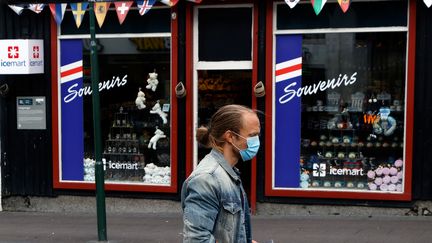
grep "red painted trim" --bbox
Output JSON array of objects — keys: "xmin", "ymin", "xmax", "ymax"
[
  {"xmin": 404, "ymin": 0, "xmax": 417, "ymax": 199},
  {"xmin": 275, "ymin": 63, "xmax": 302, "ymax": 76},
  {"xmin": 265, "ymin": 2, "xmax": 273, "ymax": 196},
  {"xmin": 265, "ymin": 0, "xmax": 416, "ymax": 201},
  {"xmin": 50, "ymin": 17, "xmax": 60, "ymax": 188},
  {"xmin": 170, "ymin": 6, "xmax": 178, "ymax": 192},
  {"xmin": 51, "ymin": 6, "xmax": 178, "ymax": 193},
  {"xmin": 185, "ymin": 4, "xmax": 194, "ymax": 177},
  {"xmin": 60, "ymin": 66, "xmax": 83, "ymax": 78},
  {"xmin": 250, "ymin": 0, "xmax": 259, "ymax": 214}
]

^^^^^^^^^^^^^^^^

• **Prompt**
Copy every line of the records above character for character, but leave out the pictures.

• **Complete output**
grep "red painted trim" --bbox
Output JSON array of objects — keys: "xmin", "ymin", "xmax", "ymax"
[
  {"xmin": 404, "ymin": 0, "xmax": 417, "ymax": 199},
  {"xmin": 275, "ymin": 63, "xmax": 302, "ymax": 76},
  {"xmin": 265, "ymin": 2, "xmax": 273, "ymax": 196},
  {"xmin": 265, "ymin": 0, "xmax": 416, "ymax": 201},
  {"xmin": 50, "ymin": 17, "xmax": 60, "ymax": 188},
  {"xmin": 170, "ymin": 6, "xmax": 178, "ymax": 192},
  {"xmin": 51, "ymin": 6, "xmax": 178, "ymax": 193},
  {"xmin": 185, "ymin": 4, "xmax": 194, "ymax": 177},
  {"xmin": 60, "ymin": 66, "xmax": 83, "ymax": 78},
  {"xmin": 250, "ymin": 0, "xmax": 259, "ymax": 214}
]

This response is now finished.